* Start *
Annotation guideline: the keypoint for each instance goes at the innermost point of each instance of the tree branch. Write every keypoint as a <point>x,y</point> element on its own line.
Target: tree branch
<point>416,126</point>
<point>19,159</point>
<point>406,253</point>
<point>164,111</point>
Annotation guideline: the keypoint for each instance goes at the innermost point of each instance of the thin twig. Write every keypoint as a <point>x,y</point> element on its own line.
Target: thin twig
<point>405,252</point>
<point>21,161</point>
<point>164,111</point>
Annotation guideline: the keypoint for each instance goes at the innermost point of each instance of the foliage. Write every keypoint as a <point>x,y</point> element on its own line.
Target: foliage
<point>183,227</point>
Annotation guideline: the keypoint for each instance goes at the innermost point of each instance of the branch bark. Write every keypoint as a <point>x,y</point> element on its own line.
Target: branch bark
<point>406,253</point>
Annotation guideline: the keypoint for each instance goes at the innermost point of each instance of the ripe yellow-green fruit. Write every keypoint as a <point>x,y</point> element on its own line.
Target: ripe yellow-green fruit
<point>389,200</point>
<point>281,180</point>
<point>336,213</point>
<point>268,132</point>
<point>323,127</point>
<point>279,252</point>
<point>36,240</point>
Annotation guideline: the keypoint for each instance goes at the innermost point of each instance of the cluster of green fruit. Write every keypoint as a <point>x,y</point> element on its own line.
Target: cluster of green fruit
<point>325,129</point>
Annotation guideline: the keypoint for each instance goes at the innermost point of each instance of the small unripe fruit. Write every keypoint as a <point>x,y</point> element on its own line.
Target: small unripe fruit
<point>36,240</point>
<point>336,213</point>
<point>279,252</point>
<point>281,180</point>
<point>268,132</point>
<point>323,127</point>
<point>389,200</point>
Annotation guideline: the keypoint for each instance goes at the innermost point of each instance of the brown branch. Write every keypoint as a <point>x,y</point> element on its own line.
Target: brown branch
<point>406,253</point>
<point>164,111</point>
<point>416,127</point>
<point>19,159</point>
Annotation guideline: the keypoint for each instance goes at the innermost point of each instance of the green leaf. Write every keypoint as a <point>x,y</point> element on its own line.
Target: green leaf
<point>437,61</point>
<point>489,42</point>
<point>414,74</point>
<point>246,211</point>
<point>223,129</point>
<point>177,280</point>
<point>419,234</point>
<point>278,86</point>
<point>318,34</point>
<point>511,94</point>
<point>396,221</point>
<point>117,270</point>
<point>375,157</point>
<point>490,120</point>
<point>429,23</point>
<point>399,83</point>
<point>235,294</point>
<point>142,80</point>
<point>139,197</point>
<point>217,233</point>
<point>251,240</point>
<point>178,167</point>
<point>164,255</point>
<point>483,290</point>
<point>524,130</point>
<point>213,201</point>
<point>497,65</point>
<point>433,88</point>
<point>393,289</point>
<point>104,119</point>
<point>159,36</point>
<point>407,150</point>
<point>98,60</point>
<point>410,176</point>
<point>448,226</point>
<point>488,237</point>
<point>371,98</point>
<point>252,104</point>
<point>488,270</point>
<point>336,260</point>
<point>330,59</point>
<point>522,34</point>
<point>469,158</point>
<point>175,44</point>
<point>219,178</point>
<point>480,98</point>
* End *
* Start *
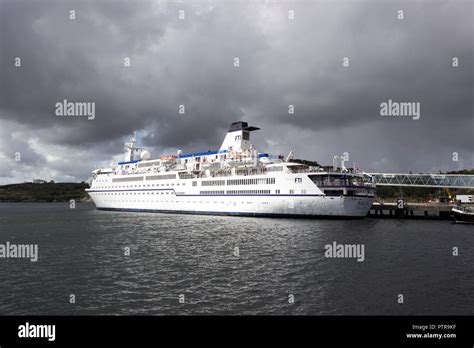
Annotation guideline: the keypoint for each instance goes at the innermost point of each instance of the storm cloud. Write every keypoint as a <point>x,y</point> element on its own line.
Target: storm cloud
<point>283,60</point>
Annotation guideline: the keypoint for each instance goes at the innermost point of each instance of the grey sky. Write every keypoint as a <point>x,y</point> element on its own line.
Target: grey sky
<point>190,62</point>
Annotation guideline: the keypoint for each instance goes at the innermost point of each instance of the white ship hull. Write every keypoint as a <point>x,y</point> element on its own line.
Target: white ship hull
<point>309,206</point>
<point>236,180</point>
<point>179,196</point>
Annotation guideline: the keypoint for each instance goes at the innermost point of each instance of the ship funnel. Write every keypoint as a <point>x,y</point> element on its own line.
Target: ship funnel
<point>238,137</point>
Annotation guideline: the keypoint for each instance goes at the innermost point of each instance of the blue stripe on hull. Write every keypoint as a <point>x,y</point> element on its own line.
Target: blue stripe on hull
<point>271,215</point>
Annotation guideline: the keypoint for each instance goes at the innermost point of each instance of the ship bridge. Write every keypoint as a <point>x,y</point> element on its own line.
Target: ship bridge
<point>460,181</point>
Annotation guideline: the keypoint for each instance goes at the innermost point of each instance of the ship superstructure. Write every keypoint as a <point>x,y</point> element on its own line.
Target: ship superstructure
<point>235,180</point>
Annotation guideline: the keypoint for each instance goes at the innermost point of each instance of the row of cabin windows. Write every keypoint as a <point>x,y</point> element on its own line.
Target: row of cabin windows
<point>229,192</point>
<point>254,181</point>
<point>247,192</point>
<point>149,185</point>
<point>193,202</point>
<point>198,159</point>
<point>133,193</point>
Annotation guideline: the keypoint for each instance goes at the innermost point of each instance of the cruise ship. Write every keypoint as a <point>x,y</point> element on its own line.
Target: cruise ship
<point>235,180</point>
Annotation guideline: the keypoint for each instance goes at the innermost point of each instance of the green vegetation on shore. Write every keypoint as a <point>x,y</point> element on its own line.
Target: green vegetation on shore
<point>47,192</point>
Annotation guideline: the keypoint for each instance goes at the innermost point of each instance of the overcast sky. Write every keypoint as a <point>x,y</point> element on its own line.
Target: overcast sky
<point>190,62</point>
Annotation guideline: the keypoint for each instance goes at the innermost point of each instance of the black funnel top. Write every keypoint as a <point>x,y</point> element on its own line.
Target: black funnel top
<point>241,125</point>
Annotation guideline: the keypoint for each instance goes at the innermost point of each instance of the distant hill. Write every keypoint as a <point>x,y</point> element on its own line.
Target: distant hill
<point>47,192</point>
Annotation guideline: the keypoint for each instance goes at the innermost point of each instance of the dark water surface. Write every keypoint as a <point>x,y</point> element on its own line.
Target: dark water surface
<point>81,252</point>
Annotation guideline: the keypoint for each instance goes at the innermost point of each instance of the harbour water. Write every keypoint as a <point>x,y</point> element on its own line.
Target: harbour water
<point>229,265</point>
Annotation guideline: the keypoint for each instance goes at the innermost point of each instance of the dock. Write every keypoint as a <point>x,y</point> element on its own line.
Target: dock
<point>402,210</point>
* End *
From the listing above, copy verbatim the lines that begin with the one containing "of the grey" and end with the one containing "<point>133,193</point>", including both of those lines.

• Answer to this problem:
Annotation guideline: the keypoint for each instance goes at the innermost point of each instance of the grey sky. Write every keypoint as a <point>x,y</point> element on its own line.
Target: grey sky
<point>190,62</point>
Annotation guideline: the keypoint for each instance goes at the innermost point of each instance of the white ship hull. Write every keypoint as a <point>x,y</point> element on its own line.
Target: white ship hull
<point>309,206</point>
<point>236,180</point>
<point>179,196</point>
Annotation guideline: the keypoint for each instance goes at the innermost point of each instance of the ship funnel. Write every keypoint as a <point>x,y</point> element on its own line.
Target: ship funnel
<point>238,137</point>
Annotation guideline: the keypoint for each instance goes at the innermost point of each instance of the blue stripe on hull. Write every keypoint as a <point>x,y</point> element on its own line.
Target: blue stripe on hull
<point>271,215</point>
Annotation guideline: the keypoint for each instance goes at the innermost point of each instance of the ship bridge. Write every keypoint as a <point>x,y</point> element on its own line.
Target: ship bridge
<point>460,181</point>
Annotation guideline: the keypoint for each instance goes at the innermost point of each instance of the ship superstructure. Write every keypoint as a <point>x,y</point> element on its own line.
Target: ship superstructure
<point>235,180</point>
Annotation guideline: the keypoint for each instance goes at the innermost point of each instance of the row of cabin windows. Write every keypoint as a <point>x,y</point> element on its own line.
Target: row of cabin windows
<point>229,192</point>
<point>254,181</point>
<point>247,192</point>
<point>149,185</point>
<point>193,202</point>
<point>198,159</point>
<point>133,193</point>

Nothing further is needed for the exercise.